Supplied information.
=-=-=
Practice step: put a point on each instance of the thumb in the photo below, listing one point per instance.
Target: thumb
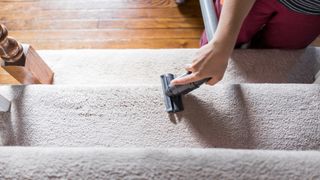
(185, 80)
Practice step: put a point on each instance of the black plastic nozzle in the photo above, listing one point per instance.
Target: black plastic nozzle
(174, 90)
(173, 103)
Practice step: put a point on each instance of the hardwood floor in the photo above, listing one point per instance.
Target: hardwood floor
(61, 24)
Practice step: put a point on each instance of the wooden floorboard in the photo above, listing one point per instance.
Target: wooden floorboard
(61, 24)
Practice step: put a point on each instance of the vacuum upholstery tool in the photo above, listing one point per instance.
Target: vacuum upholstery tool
(173, 93)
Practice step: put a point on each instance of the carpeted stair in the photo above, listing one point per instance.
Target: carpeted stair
(266, 104)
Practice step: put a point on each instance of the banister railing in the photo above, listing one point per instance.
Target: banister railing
(22, 62)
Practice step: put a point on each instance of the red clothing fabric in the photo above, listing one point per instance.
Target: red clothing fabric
(270, 24)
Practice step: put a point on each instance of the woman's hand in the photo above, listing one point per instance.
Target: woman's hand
(212, 59)
(210, 62)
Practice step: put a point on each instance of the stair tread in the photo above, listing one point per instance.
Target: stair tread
(257, 116)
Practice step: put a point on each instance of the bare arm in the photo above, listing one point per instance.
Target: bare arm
(212, 59)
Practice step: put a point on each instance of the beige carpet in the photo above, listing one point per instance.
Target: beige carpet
(113, 98)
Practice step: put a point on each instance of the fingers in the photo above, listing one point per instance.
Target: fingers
(185, 80)
(189, 68)
(213, 81)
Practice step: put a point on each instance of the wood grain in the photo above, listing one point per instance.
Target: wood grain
(60, 24)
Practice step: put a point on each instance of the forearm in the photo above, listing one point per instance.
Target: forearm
(232, 16)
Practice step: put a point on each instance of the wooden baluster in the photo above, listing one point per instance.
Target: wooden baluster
(22, 61)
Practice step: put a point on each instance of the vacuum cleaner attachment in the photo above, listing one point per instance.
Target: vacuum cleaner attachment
(173, 103)
(173, 94)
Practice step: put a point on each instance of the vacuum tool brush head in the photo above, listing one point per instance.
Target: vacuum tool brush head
(173, 103)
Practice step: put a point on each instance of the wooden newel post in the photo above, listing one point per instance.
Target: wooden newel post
(22, 61)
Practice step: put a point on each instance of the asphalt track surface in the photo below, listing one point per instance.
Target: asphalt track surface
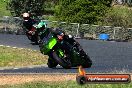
(107, 56)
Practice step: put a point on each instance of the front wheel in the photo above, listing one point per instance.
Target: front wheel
(63, 61)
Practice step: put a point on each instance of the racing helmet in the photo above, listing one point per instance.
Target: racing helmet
(26, 16)
(42, 24)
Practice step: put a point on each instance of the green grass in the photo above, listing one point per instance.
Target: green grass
(20, 57)
(70, 84)
(3, 10)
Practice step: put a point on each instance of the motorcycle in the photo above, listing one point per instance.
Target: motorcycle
(65, 53)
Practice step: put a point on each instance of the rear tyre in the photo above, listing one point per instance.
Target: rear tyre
(52, 63)
(88, 63)
(81, 80)
(64, 62)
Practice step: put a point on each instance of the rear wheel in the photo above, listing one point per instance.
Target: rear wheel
(86, 59)
(81, 80)
(52, 63)
(88, 63)
(64, 61)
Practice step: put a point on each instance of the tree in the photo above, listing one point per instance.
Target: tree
(17, 7)
(81, 11)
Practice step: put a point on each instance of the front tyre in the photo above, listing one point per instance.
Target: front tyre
(64, 62)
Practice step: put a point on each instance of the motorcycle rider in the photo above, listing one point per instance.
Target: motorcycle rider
(61, 36)
(28, 23)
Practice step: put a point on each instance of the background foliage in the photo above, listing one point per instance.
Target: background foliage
(81, 11)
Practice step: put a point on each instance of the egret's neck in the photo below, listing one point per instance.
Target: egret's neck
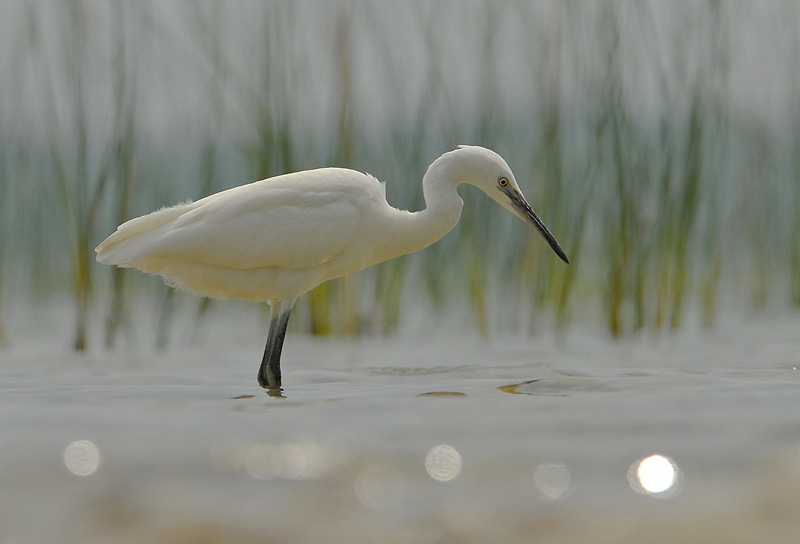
(442, 209)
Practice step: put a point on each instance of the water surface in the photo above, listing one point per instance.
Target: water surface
(440, 439)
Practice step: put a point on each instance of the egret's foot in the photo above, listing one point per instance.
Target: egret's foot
(275, 392)
(268, 380)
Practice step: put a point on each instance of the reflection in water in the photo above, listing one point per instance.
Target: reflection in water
(380, 486)
(294, 460)
(656, 475)
(443, 463)
(513, 388)
(82, 458)
(552, 480)
(471, 512)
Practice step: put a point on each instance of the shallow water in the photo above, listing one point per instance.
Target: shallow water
(542, 440)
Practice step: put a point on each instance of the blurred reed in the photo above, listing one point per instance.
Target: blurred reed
(671, 194)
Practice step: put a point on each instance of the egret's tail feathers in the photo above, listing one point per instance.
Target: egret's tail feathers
(131, 241)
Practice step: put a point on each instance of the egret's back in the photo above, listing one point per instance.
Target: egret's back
(265, 240)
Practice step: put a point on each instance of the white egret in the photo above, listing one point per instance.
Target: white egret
(275, 239)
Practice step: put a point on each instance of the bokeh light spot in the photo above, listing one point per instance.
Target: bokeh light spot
(82, 458)
(443, 463)
(552, 480)
(655, 475)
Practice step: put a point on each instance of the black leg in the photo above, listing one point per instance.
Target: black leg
(269, 374)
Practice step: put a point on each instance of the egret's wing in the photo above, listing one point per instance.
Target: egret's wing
(296, 221)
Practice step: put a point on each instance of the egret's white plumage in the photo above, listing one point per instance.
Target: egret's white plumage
(278, 238)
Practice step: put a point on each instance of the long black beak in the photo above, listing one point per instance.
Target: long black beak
(521, 207)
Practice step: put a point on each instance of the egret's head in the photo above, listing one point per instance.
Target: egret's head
(489, 172)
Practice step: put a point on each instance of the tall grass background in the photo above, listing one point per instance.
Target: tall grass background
(660, 142)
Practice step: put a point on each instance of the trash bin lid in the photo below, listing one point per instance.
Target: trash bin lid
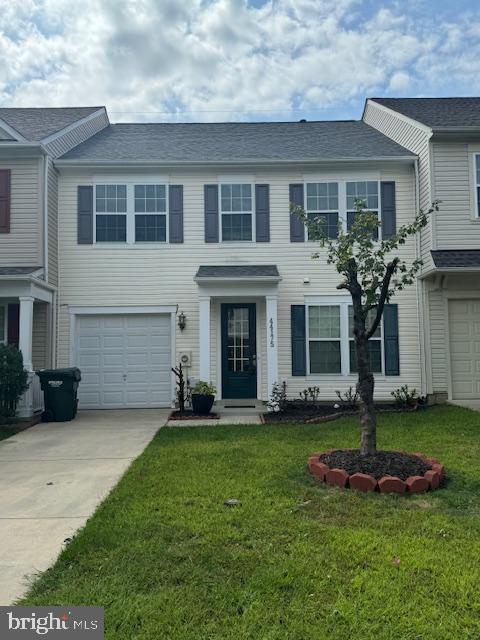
(60, 374)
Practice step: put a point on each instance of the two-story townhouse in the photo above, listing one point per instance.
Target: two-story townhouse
(445, 134)
(177, 239)
(30, 140)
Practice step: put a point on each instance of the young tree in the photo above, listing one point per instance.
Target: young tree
(372, 274)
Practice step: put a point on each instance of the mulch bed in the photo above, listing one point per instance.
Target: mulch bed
=-=-=
About this task. Produce an exact copy of the lines from the line containing "the egret's head" to the end of the material, both ends included, and omit every picture.

Expected output.
Practice step: put a point on each instance of the egret's head in the photo above, listing one point per instance.
Target: egret's head
(489, 172)
Practice step: put a point on each instance of the tall grass background in the photo above, listing one point per instance.
Target: tall grass background
(660, 142)
Practice step: put a point on each instance of the trash bin lid in the photo below, listing one point per instance.
Target: trash bin lid
(60, 374)
Practice step: put a point on each instance of the two-story townhouse in the photo above, listing one point per instance.
Target: two-story townhouse
(445, 134)
(177, 239)
(30, 140)
Practice step: put a point on each instance of the young tree in the photo above, listing one point per instance.
Target: young tree
(372, 274)
Practice step: put a point on each instance of the mulch bed in the photo above, listing one point per instance.
Target: mulch bed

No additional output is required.